STORED RECORDS |
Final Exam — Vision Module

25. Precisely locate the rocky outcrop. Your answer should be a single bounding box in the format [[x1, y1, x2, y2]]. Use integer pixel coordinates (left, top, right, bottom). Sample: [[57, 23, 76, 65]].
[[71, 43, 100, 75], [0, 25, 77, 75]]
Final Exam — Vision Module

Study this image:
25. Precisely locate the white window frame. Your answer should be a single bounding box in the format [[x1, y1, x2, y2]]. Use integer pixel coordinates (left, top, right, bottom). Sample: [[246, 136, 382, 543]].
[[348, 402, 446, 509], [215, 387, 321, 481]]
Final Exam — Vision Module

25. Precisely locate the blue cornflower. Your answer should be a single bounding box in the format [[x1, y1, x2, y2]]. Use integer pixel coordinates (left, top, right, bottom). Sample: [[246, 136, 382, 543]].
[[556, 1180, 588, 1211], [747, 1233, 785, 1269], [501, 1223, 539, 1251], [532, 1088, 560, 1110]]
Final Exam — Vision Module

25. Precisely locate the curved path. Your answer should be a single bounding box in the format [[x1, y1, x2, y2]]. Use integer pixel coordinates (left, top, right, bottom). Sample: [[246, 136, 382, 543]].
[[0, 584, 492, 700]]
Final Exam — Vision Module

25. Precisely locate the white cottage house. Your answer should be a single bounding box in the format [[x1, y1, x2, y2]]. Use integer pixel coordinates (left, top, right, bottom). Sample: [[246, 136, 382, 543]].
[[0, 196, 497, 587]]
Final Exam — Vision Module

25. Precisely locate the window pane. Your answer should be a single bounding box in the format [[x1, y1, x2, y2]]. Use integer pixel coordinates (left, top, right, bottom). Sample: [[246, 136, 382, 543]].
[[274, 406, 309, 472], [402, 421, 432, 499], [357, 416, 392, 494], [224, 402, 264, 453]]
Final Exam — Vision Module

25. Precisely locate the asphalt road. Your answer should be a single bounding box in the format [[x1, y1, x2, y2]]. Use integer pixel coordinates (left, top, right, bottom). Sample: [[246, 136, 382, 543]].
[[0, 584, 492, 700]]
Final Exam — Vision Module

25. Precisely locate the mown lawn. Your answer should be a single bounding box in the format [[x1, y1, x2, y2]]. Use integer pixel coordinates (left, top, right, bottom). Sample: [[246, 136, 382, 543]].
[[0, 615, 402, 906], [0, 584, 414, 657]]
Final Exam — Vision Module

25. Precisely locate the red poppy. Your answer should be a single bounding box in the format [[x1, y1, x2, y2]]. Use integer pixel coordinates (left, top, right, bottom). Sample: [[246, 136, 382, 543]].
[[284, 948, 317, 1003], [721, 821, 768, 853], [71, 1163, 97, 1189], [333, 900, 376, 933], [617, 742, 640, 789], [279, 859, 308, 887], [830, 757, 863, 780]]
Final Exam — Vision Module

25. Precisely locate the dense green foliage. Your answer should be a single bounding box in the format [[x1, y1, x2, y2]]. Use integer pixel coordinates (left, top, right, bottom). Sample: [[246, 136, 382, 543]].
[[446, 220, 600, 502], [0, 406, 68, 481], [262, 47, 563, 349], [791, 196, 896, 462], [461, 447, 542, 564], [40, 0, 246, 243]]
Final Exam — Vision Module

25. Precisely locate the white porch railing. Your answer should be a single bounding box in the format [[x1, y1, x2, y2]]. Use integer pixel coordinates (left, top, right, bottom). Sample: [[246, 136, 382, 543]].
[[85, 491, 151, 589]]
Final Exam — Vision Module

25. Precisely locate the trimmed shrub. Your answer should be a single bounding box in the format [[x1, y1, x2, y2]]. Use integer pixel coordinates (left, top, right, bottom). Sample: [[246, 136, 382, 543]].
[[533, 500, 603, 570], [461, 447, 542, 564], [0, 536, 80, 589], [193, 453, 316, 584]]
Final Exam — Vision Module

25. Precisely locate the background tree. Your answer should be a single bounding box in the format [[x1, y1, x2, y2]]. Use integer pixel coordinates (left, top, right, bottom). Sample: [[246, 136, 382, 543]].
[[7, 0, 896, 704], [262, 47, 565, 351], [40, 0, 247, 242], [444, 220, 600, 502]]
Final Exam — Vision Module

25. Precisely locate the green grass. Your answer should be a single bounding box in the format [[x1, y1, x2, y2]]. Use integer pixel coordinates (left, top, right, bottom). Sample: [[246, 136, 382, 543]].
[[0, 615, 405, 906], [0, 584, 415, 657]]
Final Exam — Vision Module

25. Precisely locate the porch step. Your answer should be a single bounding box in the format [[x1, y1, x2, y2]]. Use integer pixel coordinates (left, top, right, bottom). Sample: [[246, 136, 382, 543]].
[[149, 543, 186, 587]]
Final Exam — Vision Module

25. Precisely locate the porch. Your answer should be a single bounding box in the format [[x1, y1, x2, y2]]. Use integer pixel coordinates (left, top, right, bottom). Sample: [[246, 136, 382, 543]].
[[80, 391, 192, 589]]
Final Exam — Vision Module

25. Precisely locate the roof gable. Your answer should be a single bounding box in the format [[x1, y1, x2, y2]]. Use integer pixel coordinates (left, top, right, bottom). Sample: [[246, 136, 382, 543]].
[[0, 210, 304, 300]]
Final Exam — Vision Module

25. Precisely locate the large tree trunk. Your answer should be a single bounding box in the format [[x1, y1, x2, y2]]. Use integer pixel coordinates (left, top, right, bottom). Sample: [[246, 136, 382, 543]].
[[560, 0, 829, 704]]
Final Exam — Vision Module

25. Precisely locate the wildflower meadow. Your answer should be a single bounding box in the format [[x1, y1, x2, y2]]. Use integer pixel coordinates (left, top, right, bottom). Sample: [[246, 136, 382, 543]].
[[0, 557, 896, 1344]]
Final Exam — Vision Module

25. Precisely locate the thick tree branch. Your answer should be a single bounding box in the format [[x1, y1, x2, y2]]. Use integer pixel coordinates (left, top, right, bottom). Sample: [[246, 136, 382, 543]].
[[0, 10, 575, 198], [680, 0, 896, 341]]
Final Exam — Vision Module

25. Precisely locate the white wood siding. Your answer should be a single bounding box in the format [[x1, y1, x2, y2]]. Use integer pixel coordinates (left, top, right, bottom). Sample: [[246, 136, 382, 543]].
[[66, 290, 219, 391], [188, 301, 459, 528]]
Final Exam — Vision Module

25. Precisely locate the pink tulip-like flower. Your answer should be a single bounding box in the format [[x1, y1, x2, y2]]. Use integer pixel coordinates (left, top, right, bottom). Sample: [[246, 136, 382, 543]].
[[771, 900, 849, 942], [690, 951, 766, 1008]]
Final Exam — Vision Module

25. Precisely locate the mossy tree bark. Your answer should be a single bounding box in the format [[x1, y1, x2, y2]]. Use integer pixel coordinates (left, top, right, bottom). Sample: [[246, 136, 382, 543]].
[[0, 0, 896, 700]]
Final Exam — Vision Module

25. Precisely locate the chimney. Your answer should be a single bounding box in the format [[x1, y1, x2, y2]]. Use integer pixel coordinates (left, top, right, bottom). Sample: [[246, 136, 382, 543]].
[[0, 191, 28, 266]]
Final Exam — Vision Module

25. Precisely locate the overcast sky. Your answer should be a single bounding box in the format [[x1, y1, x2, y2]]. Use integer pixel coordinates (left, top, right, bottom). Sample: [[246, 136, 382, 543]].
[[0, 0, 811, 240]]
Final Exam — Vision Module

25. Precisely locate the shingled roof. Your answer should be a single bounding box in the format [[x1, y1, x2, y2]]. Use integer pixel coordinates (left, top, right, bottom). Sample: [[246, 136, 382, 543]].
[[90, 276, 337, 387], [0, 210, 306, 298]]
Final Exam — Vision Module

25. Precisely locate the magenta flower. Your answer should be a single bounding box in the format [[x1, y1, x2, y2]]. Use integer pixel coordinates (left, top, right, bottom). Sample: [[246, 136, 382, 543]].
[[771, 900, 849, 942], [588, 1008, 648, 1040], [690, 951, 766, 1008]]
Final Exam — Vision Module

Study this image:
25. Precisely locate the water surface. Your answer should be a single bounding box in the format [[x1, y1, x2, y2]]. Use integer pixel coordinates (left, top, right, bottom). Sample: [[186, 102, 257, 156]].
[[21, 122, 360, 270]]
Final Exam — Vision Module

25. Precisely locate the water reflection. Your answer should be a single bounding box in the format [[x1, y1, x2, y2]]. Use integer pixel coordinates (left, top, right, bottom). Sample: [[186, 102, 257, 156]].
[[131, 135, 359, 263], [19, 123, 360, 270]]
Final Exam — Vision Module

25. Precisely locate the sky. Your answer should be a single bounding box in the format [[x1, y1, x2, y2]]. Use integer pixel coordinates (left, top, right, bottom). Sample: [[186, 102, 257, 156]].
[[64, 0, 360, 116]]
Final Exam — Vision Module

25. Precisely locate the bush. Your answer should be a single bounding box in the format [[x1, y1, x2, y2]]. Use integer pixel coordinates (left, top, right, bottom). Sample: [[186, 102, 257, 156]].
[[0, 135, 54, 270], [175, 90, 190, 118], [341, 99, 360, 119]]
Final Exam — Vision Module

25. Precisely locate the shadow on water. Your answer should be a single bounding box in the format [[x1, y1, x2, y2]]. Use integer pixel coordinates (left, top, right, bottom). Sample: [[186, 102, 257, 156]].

WHAT THIS TASK INVOLVES |
Reproduce the material above verbatim, from its first line through the line holding "[[71, 43, 100, 75], [0, 25, 77, 75]]", with both ends included.

ANSWER TO THE EXERCISE |
Final Exam — Vision Module

25. Precisely locate the rocky outcrop. Your answer should be a single bounding box in the format [[x1, y1, x2, y2]]. Use integer pixel coordinates (left, top, right, bottom). Sample: [[57, 23, 76, 65]].
[[71, 43, 100, 75], [0, 25, 77, 75]]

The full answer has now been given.